Named object pointing entries
※ ※ ※

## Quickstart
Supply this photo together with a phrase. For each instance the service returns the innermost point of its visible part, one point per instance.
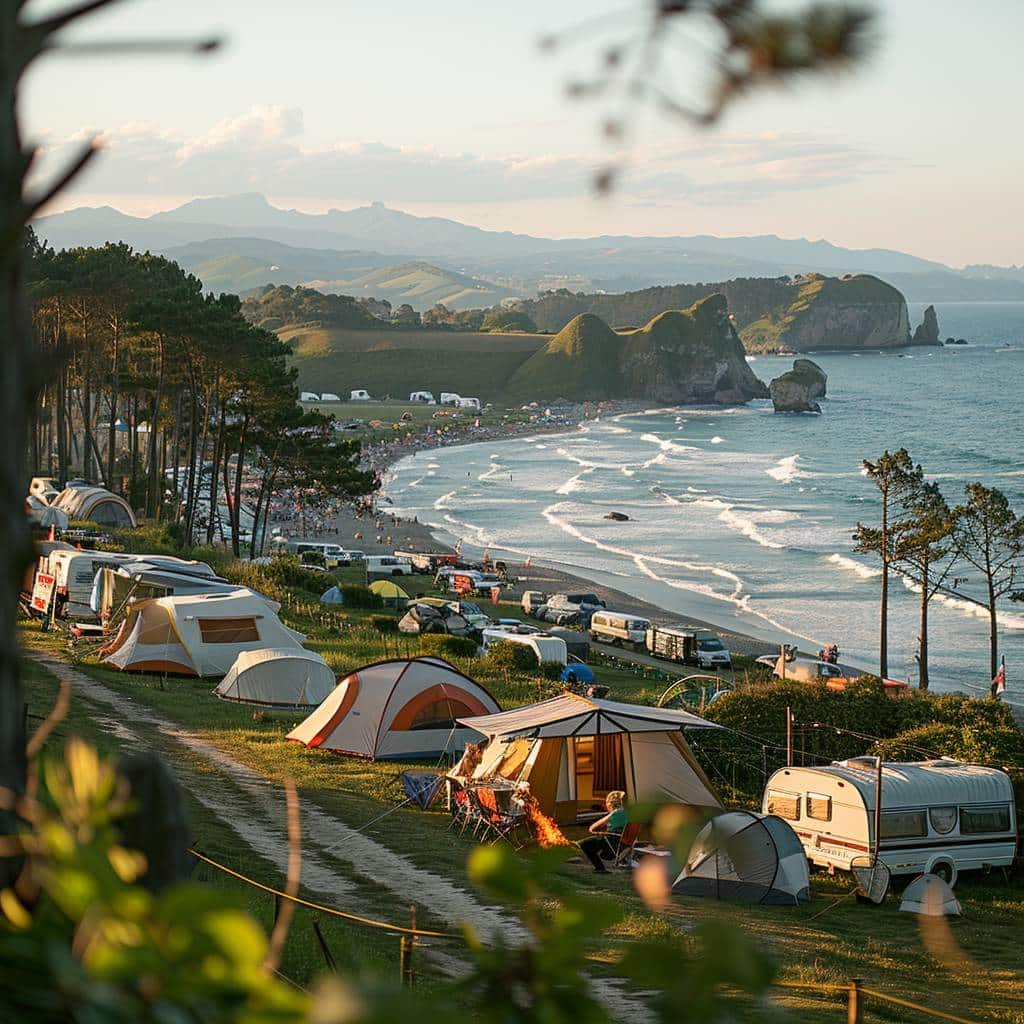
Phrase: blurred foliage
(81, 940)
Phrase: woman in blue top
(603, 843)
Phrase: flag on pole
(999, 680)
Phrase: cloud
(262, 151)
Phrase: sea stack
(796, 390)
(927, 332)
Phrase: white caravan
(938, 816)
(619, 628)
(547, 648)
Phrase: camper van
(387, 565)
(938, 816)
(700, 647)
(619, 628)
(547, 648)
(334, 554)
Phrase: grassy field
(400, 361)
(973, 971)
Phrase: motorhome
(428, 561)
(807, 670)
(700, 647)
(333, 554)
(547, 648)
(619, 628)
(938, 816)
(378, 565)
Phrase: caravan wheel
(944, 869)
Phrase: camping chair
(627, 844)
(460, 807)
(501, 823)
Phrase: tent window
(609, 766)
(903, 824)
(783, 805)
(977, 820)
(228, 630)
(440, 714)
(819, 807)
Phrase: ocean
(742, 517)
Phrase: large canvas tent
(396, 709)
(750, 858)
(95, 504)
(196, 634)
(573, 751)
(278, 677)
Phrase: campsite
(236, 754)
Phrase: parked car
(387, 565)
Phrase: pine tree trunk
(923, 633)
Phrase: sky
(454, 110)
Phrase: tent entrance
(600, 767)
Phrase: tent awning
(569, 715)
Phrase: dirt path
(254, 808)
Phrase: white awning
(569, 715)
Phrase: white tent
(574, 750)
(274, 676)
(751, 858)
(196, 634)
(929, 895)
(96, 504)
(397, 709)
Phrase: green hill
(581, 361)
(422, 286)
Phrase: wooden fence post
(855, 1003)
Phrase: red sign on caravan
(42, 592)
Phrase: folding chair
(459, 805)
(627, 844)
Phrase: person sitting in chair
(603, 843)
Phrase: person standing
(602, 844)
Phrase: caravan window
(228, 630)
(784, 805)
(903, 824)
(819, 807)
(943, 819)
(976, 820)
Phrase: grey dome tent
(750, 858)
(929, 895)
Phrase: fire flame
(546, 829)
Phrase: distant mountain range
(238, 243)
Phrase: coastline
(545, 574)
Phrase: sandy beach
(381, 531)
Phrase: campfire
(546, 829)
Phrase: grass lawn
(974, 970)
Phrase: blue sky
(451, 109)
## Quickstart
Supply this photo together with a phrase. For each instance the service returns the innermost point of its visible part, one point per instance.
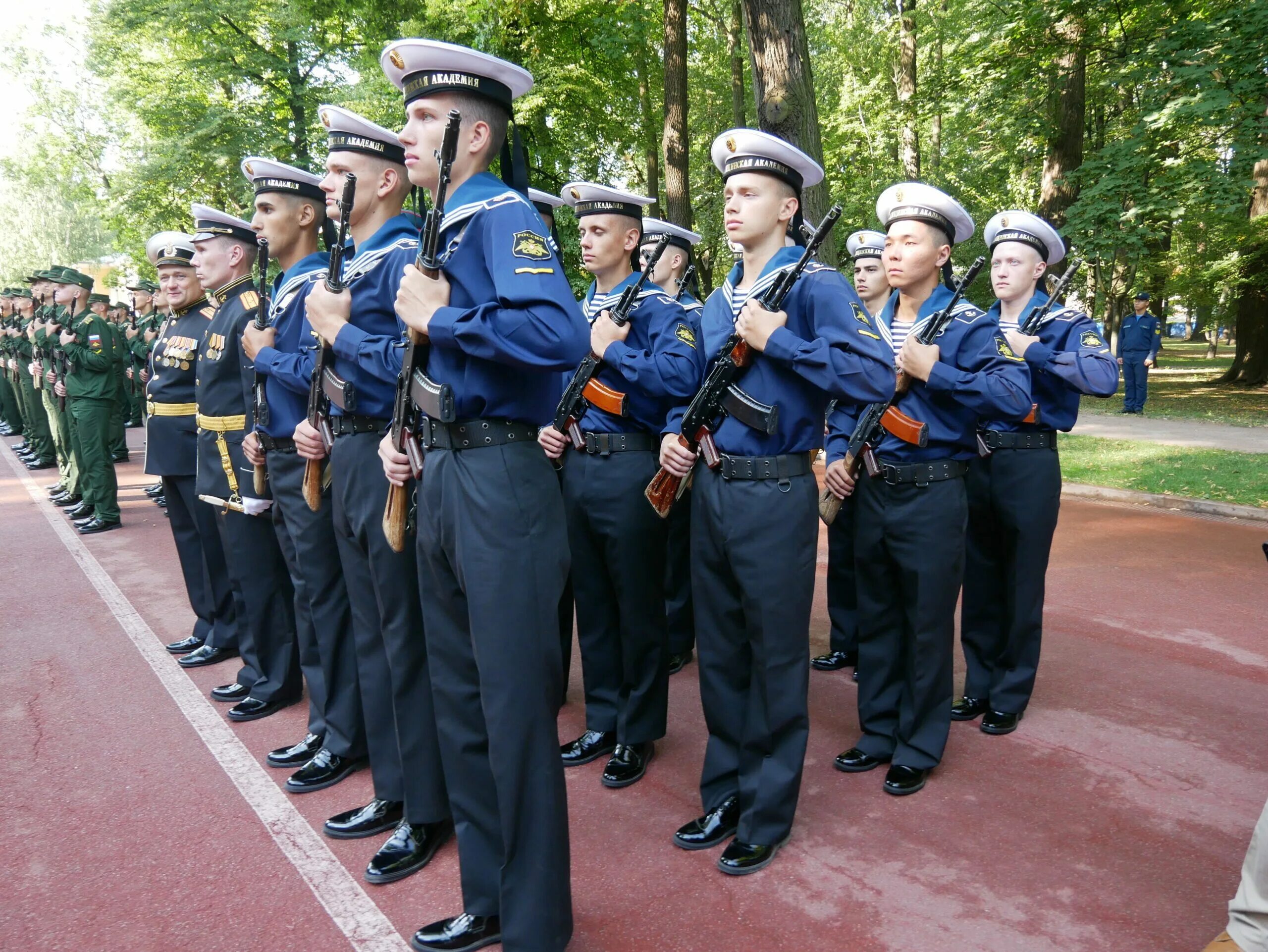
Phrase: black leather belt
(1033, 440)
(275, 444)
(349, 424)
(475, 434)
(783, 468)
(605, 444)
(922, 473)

※ ※ ※

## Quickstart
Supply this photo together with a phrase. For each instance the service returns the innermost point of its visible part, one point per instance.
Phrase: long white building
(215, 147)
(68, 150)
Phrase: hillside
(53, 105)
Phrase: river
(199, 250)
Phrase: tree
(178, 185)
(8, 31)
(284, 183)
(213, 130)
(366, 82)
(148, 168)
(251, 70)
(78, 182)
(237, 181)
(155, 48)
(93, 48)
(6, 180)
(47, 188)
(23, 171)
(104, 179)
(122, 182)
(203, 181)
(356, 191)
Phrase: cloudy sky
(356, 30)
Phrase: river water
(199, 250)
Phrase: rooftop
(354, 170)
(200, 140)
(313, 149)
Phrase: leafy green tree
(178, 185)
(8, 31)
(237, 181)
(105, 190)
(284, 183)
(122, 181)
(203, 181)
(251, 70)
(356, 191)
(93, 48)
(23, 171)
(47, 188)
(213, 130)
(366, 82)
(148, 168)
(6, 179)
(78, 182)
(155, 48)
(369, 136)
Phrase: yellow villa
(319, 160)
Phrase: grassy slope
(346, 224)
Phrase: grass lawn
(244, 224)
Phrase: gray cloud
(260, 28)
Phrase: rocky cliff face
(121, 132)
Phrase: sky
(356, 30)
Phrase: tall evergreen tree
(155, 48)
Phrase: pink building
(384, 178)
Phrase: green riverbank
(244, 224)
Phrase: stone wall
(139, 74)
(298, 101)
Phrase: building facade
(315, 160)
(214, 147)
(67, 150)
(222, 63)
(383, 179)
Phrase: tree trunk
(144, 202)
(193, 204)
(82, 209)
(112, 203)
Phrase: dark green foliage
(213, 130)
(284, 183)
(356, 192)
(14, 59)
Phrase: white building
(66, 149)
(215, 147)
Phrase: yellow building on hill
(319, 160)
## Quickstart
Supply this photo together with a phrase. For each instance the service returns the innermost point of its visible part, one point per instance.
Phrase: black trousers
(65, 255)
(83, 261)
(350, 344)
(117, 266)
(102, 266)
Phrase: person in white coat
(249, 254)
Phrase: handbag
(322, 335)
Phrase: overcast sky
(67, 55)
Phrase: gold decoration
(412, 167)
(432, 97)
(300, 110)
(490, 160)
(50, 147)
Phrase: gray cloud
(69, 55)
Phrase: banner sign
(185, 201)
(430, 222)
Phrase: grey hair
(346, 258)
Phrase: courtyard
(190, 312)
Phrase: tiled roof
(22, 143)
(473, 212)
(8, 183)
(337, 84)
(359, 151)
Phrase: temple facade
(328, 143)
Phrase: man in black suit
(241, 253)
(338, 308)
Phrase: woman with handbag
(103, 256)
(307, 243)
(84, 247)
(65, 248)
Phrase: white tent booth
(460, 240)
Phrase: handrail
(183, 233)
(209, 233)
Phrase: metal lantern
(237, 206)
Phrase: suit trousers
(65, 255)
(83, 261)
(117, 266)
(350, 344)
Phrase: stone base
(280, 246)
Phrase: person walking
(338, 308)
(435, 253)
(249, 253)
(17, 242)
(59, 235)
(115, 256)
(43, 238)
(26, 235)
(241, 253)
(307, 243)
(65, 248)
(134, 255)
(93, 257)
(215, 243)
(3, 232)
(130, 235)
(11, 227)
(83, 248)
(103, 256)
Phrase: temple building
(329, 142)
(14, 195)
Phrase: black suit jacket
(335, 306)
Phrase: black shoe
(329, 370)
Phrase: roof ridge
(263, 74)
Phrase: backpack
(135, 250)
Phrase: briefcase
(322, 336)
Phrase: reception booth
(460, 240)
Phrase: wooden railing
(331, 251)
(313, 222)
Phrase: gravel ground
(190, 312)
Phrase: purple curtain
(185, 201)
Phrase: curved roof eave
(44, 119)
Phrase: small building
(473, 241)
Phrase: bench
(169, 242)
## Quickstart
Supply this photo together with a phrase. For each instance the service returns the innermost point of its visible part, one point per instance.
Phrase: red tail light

※ ※ ※

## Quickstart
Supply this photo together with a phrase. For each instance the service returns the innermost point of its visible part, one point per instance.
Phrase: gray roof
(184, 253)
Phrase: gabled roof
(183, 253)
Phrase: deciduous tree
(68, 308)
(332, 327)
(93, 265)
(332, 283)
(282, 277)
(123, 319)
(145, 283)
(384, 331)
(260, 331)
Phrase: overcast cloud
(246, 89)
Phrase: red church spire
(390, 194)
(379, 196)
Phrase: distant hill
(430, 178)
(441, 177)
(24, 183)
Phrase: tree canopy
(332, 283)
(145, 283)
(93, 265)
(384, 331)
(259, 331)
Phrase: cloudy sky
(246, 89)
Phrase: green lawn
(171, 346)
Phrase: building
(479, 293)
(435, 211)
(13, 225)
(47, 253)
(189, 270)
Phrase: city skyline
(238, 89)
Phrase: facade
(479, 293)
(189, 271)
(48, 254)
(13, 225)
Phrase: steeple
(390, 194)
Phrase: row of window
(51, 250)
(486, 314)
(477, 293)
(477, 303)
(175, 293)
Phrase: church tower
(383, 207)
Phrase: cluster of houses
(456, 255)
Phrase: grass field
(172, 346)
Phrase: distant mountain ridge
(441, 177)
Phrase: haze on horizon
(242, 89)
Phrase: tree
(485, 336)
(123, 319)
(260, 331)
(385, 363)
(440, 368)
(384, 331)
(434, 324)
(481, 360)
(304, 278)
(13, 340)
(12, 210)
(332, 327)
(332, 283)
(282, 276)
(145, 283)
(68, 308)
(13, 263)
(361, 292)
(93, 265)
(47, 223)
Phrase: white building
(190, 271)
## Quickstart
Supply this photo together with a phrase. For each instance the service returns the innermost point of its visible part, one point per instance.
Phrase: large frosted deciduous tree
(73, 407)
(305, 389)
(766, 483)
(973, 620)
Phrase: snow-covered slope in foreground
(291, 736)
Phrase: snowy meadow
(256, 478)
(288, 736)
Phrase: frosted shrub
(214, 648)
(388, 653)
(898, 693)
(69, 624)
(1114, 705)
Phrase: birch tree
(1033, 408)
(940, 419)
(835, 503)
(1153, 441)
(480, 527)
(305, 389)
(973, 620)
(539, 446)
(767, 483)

※ ※ ※

▶ **Given request**:
Copy the records above word for word, starting at the line that contains "Phrase: motorhome" and stopping after the line that contains "(855, 1003)".

▶ **Result of the exercise**:
Phrase: motorhome
(428, 561)
(807, 670)
(700, 647)
(333, 554)
(547, 648)
(619, 628)
(938, 816)
(378, 565)
Phrase: caravan wheel
(944, 869)
Phrase: camping chair
(627, 844)
(460, 807)
(501, 823)
Phrase: tent window
(609, 766)
(903, 824)
(783, 805)
(977, 820)
(228, 630)
(440, 714)
(819, 807)
Phrase: ocean
(742, 517)
Phrase: large canvas tent
(396, 709)
(750, 858)
(95, 504)
(196, 634)
(573, 751)
(278, 677)
Phrase: campsite
(236, 754)
Phrase: parked car
(387, 565)
Phrase: pine tree trunk
(923, 633)
Phrase: sky
(454, 110)
Phrase: tent entrance
(600, 767)
Phrase: tent awning
(569, 715)
Phrase: dirt path
(254, 808)
Phrase: white awning
(569, 715)
Phrase: white tent
(574, 750)
(274, 676)
(751, 858)
(196, 634)
(929, 895)
(96, 504)
(397, 709)
Phrase: green hill
(581, 361)
(422, 286)
Phrase: wooden fence post
(855, 1003)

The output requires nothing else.